A smattering of stories in the news today reveal just how deadly serious is the terrorist threat we all face, and why the government is absolutely right to press ahead with 42 days' detention without charge, ID cards, a massive database recording all internet searches ever made by anyone, and all the rest of it.
1) The Old Bailey heard an admission from an English teacher, Saeed Ghafoor, that he plotted to bomb the Bluewater shopping centre. He planned to fill three limousines with gas canisters, and blow them up. Or so he boasted to guards at Haverigg jail in Cumbria, where he was serving 12 months for threats against his sister. He was confident of his ability to destroy the massive shopping complex in Exeter, until it was pointed out to him that Bluewater was in Kent. He "hadn't finalised his plans", he explained.
According to the prosecution counsel, "We do not know if he could have carried it out. It was not a bomb hoax. It appeared on the face of it to be a serious threat by someone who was not happy."

- **GIVEN ENTRIES**:
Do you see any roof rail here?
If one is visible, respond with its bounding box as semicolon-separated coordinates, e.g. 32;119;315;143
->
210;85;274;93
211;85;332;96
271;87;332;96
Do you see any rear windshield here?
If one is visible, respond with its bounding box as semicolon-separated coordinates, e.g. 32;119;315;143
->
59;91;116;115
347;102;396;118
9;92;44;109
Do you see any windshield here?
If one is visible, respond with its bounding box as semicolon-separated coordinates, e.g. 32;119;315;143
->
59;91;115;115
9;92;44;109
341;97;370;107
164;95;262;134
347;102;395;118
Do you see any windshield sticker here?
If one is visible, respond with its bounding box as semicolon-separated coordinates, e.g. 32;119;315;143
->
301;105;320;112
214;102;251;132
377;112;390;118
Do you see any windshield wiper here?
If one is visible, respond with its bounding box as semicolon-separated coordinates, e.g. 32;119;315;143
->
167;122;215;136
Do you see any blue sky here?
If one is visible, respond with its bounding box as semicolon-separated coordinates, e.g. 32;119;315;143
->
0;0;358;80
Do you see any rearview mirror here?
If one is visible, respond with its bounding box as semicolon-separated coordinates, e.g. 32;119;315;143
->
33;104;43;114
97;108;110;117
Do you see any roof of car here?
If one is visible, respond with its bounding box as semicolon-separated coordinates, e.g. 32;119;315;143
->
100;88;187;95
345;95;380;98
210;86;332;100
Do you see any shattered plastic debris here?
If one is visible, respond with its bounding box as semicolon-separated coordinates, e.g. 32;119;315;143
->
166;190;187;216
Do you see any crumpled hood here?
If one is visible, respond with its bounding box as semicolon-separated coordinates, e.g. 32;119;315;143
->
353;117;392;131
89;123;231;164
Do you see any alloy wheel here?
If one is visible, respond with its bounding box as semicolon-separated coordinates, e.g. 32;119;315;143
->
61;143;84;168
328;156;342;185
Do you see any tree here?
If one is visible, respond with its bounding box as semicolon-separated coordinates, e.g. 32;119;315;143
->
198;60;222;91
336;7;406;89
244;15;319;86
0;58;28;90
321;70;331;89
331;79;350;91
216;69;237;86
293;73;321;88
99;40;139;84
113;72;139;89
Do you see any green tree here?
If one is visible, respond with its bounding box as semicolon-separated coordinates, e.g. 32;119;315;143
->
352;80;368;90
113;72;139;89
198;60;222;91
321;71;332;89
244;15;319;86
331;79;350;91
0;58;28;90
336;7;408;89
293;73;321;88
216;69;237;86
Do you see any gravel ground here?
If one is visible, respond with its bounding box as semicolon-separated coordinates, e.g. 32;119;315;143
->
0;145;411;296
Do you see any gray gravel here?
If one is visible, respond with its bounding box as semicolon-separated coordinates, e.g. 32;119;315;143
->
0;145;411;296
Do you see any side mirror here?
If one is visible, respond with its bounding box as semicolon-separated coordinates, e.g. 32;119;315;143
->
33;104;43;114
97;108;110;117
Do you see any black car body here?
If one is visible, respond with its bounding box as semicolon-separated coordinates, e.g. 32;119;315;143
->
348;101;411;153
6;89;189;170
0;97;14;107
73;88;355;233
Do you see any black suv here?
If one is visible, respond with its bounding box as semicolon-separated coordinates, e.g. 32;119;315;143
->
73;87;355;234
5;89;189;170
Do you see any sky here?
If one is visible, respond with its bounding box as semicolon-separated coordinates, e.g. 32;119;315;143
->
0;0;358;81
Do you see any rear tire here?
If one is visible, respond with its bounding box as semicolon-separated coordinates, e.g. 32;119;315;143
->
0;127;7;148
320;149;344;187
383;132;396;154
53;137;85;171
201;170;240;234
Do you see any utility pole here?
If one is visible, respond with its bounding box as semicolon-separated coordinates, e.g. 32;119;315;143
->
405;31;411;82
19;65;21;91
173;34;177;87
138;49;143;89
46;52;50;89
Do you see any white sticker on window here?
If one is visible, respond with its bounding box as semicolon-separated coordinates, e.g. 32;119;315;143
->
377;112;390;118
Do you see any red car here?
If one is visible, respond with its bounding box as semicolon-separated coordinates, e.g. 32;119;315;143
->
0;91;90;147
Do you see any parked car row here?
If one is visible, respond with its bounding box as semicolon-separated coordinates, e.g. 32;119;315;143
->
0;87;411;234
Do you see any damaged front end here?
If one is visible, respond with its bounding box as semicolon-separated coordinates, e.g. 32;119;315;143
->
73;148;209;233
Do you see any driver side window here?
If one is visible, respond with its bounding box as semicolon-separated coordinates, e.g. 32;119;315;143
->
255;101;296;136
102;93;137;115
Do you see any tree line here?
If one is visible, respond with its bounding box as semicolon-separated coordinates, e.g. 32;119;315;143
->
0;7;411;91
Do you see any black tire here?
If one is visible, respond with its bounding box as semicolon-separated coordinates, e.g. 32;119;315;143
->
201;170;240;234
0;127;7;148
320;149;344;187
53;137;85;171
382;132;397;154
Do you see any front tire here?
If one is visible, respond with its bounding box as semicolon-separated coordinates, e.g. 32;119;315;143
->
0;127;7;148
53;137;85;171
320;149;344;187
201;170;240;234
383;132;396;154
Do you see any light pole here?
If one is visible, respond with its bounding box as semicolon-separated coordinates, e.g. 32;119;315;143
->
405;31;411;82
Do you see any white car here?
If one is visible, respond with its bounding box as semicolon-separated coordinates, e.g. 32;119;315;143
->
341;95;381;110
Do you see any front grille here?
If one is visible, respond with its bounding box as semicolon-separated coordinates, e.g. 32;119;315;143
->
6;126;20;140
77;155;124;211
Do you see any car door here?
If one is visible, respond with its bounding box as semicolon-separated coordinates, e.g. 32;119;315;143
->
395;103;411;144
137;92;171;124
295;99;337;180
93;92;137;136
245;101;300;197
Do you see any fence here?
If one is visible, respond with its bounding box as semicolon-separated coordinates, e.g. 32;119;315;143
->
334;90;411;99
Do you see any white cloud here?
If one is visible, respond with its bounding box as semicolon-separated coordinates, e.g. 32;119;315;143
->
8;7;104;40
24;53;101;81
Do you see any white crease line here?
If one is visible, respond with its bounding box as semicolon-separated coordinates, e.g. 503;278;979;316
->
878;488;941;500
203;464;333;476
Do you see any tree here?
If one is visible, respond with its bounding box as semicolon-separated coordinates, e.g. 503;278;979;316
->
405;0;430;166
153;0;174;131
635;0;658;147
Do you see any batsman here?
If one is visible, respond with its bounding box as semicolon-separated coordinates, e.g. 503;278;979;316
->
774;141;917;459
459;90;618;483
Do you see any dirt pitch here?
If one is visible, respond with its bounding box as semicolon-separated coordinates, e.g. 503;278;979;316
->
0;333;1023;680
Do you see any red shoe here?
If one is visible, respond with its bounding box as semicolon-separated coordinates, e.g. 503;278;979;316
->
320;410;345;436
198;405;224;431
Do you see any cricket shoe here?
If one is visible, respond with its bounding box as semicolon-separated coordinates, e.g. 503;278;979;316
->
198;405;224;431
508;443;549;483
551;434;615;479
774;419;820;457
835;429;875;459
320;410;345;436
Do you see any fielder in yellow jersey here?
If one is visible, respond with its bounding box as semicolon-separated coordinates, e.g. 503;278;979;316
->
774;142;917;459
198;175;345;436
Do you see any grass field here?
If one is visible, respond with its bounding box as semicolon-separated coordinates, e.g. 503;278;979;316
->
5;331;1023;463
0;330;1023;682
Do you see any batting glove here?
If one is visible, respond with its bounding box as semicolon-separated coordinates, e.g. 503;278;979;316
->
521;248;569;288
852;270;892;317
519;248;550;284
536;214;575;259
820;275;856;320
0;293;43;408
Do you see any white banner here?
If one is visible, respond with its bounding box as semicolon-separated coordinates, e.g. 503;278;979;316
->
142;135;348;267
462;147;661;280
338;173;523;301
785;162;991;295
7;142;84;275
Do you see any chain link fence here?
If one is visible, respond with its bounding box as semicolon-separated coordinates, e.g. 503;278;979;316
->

- **EXERCISE**:
Pick up the piece on the day's terrorism news stories after its last sentence and write what comes next.

- **SOLVED PROBLEM**:
2) Yesterday Nicky Reilly tried to blow himself up in an Essex restaurant and take scores of others with him. Officers suspect that 22-year old Reilly, who has "learning difficulties" and has been treated for mental illness, planned to commit suicide "but do not think he could have constructed the bombs without help." But even with this expert assistance, possibly from the ad hoc radical cell that is suspected of "brainwashing" the vulnerable young convert, he was only able to cause himself minor injuries. Reilly seems to have been loosely associated with this group, one of about 200 the police are monitoring: apparently, he was sent a text message from one of them "which officers believe amounted to a message of encouragement."
3) In Nottingham, a masters student and his supervisor were held for six days under anti-terrorist legislation after an "Al Qaeda training manual" was found on his computer. The student, who was writing a thesis about terrorism, was apparently consulting the material for research. He had downloaded it from a US Government website. According to the two men's lawyer, after they had been detained for 48 hours a warrant for further detention was granted "on the basis that the police had mobile phones and evidence taken from computers to justify this."
Bettina Rentz, a lecturer in international security and Mr Sabir’s personal tutor, is quoted as follows:
This case is very worrying. The student downloaded publicly accessible information and provoked this very harsh reaction. Nobody tried to speak to him or to his tutors before police were sent in. The whole push from the Government is on policy relevance of research, and in this case the student’s research could not be more policy relevant.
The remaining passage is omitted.